### What the exercise asks
Would you please copy exactly the line with "Exercise. Spot the yellow" and all lines that follow it in the data below, through the last one?

### Information given
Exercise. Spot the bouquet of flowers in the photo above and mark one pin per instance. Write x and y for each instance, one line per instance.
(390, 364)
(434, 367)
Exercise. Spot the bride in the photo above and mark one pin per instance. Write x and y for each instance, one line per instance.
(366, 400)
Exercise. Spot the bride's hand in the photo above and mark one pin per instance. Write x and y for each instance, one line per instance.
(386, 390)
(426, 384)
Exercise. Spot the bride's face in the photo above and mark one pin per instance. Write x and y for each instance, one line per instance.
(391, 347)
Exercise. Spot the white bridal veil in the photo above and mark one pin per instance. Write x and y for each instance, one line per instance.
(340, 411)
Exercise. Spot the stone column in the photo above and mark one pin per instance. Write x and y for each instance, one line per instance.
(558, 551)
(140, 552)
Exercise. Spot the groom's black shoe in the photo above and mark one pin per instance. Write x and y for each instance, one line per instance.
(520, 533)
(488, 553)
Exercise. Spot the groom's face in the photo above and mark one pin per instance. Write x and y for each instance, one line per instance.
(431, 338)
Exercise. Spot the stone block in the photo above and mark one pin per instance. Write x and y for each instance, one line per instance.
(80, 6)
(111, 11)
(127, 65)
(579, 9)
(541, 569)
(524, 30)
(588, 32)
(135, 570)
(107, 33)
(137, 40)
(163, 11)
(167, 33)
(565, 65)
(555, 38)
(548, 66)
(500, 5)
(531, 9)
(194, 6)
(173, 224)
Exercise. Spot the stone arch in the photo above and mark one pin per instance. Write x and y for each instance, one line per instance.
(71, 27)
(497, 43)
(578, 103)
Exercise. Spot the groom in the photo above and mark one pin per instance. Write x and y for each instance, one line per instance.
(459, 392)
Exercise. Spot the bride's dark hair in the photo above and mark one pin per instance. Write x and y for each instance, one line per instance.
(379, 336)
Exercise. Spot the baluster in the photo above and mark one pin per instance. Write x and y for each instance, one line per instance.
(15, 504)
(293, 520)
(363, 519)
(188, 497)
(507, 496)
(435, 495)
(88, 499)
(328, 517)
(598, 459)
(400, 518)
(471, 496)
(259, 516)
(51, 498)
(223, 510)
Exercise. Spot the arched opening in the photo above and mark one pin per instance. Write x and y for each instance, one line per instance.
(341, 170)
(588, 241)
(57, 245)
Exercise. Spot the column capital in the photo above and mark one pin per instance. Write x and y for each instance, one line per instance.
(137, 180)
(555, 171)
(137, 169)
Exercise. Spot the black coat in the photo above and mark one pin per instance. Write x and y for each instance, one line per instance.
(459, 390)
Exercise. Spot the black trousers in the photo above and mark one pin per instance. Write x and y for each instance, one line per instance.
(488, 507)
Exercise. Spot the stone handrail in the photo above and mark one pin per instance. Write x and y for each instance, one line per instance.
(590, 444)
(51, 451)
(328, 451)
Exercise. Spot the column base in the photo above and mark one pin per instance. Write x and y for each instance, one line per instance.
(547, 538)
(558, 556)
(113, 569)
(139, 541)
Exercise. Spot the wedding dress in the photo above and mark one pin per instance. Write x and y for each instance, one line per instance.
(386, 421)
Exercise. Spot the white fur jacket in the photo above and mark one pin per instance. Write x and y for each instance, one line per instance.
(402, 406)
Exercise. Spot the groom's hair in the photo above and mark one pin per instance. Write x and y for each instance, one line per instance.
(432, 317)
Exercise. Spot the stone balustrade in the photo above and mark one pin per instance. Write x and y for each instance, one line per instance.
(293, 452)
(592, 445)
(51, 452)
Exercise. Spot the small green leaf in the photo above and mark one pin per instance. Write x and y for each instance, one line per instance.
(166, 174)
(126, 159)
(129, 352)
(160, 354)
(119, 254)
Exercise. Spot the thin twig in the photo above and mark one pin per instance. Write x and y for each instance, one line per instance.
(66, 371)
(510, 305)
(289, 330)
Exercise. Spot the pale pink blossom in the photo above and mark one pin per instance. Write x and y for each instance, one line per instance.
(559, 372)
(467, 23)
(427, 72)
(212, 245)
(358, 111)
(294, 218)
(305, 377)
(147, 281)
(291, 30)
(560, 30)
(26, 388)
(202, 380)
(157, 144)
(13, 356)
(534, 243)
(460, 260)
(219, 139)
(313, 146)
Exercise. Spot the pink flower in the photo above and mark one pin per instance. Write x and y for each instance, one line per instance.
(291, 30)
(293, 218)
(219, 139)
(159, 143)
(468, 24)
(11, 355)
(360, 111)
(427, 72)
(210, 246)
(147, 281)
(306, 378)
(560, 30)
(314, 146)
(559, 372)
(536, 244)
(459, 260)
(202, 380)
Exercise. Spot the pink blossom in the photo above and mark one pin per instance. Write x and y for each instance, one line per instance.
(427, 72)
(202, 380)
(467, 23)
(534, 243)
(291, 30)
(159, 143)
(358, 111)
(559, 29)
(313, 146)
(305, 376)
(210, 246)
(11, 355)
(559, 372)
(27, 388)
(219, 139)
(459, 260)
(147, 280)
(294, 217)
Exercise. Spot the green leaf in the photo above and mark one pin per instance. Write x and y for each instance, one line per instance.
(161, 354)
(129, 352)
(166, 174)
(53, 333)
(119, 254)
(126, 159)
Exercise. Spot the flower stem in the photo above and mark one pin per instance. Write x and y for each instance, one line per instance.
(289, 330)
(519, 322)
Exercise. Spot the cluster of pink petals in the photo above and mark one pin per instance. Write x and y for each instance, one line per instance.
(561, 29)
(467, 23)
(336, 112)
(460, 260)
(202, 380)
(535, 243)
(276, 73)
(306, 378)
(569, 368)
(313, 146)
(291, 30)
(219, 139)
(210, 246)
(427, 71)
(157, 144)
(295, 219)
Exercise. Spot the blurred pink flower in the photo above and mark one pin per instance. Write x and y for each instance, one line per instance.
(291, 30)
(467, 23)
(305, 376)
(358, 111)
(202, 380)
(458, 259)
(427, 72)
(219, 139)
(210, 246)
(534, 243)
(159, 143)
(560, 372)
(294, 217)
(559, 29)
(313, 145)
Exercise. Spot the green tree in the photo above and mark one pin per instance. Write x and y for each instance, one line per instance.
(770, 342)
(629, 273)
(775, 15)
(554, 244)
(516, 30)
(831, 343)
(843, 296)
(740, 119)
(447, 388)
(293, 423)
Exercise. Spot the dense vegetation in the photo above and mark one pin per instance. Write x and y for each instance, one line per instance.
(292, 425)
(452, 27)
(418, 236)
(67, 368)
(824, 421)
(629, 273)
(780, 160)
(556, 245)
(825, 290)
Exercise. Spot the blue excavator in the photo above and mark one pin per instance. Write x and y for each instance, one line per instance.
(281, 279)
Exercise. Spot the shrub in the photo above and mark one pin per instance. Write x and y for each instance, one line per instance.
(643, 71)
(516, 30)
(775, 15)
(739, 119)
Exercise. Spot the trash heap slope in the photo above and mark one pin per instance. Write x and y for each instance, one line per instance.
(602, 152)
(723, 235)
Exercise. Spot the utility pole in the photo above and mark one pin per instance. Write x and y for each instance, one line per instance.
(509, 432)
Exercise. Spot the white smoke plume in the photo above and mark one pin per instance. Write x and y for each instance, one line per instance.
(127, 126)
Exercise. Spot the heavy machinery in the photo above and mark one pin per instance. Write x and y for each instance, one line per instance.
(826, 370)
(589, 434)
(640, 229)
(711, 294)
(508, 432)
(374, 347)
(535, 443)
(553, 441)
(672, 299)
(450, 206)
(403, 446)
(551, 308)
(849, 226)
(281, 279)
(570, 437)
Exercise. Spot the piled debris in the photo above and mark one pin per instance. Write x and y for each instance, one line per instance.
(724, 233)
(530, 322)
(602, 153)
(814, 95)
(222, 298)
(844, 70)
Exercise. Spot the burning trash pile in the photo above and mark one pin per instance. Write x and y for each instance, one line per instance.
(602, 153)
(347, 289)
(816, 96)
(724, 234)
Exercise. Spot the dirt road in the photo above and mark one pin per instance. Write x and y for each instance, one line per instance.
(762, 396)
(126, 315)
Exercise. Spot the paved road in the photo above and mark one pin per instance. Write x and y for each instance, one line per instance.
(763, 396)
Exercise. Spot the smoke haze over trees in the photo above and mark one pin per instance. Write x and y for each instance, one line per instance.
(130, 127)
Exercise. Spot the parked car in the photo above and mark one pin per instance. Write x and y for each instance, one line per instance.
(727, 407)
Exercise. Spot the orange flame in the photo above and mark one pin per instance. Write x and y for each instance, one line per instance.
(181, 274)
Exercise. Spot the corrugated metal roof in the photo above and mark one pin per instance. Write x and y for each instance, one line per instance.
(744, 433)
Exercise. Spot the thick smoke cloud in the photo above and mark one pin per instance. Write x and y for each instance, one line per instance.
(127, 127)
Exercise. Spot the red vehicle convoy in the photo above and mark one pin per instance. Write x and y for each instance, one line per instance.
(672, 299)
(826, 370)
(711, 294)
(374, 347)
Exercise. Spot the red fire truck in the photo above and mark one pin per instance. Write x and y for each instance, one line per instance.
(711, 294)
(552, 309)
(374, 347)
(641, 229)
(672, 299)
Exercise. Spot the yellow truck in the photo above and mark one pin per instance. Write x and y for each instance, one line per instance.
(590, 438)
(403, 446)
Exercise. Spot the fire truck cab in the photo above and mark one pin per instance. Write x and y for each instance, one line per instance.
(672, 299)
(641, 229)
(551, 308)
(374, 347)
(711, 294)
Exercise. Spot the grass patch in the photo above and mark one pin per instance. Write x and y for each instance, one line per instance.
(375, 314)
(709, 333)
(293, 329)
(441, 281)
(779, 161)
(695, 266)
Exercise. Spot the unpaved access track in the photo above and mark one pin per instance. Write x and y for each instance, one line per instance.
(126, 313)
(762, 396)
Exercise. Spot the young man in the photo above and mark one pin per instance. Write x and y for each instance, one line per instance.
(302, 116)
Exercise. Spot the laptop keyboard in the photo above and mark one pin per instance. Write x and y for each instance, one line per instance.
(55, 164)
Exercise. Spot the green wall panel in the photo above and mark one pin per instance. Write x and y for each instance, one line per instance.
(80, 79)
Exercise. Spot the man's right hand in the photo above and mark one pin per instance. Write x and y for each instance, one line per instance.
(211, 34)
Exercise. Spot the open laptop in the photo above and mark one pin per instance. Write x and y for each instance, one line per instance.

### Response
Exercise. Spot the yellow truck in the photo above and mark one pin per instance. Write x and y for each instance, one line per instance.
(590, 438)
(403, 446)
Exercise. Spot the fire truck cab in the photo above and mark one pin per instance. Write x and y for each instance, one line per instance.
(672, 299)
(641, 229)
(551, 308)
(374, 347)
(711, 294)
Exercise. Spot the grass patch in the photo above and mark one pin per instance. Write x and y for each instance, one line per instance.
(375, 314)
(709, 333)
(293, 329)
(441, 281)
(779, 161)
(695, 266)
Exercise. Spot the unpaved access track in the photo above and mark one pin per instance. Write x and y for each instance, one line per instance.
(126, 313)
(762, 396)
Exercise. Spot the young man in the photo above and mark one pin per instance. Write x and y for each instance, one line per instance.
(302, 116)
Exercise. Spot the laptop keyboard in the photo above and mark one pin per instance. Write x and y for each instance, one line per instance.
(55, 164)
Exercise. Spot the green wall panel in the photo above and mark one pin per instance. Write x and y for each instance, one line per instance.
(80, 79)
Exercise. Spot the man's right hand in the photo above and mark one pin per instance. Write x and y for each instance, one line per instance.
(211, 34)
Exercise. Spot the open laptop in the photo above and mark one pin per instance. Write x and y for each instance, one line per instance.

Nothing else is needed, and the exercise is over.